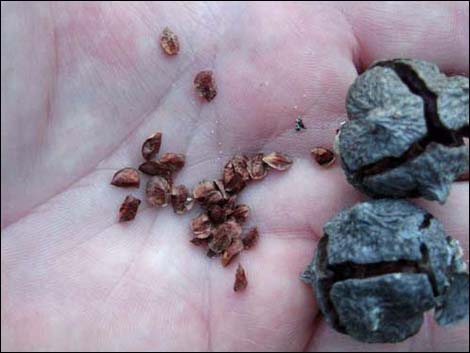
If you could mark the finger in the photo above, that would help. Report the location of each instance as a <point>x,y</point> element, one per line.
<point>392,29</point>
<point>430,338</point>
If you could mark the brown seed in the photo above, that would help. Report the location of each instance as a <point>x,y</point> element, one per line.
<point>151,146</point>
<point>205,85</point>
<point>256,167</point>
<point>233,250</point>
<point>180,199</point>
<point>212,198</point>
<point>201,226</point>
<point>202,190</point>
<point>240,166</point>
<point>157,191</point>
<point>216,214</point>
<point>210,253</point>
<point>223,235</point>
<point>250,238</point>
<point>277,161</point>
<point>172,161</point>
<point>235,174</point>
<point>323,156</point>
<point>169,42</point>
<point>240,279</point>
<point>240,213</point>
<point>126,177</point>
<point>128,209</point>
<point>154,168</point>
<point>199,241</point>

# [TASK DETAILS]
Give every line of the records above as a JSON list of strings, one string per line, with blank lines left out. Do not include the pictures.

# [WRITTEN SOLUTION]
[
  "If you could mark the finger in the photo above, that would help. Report the location of each instance as a <point>x,y</point> element, one per line.",
  "<point>392,29</point>",
  "<point>430,338</point>",
  "If you could mark the brown seed in the photo above, that would help. Report the location of each instance as a <point>x,y</point> element, one per line.",
  "<point>151,146</point>",
  "<point>205,85</point>",
  "<point>256,167</point>",
  "<point>233,250</point>",
  "<point>180,199</point>",
  "<point>212,198</point>",
  "<point>201,226</point>",
  "<point>202,190</point>",
  "<point>240,166</point>",
  "<point>157,191</point>",
  "<point>216,214</point>",
  "<point>210,253</point>",
  "<point>223,235</point>",
  "<point>250,238</point>",
  "<point>277,161</point>",
  "<point>172,161</point>",
  "<point>235,174</point>",
  "<point>323,156</point>",
  "<point>169,42</point>",
  "<point>240,279</point>",
  "<point>240,213</point>",
  "<point>126,177</point>",
  "<point>128,209</point>",
  "<point>154,168</point>",
  "<point>199,241</point>"
]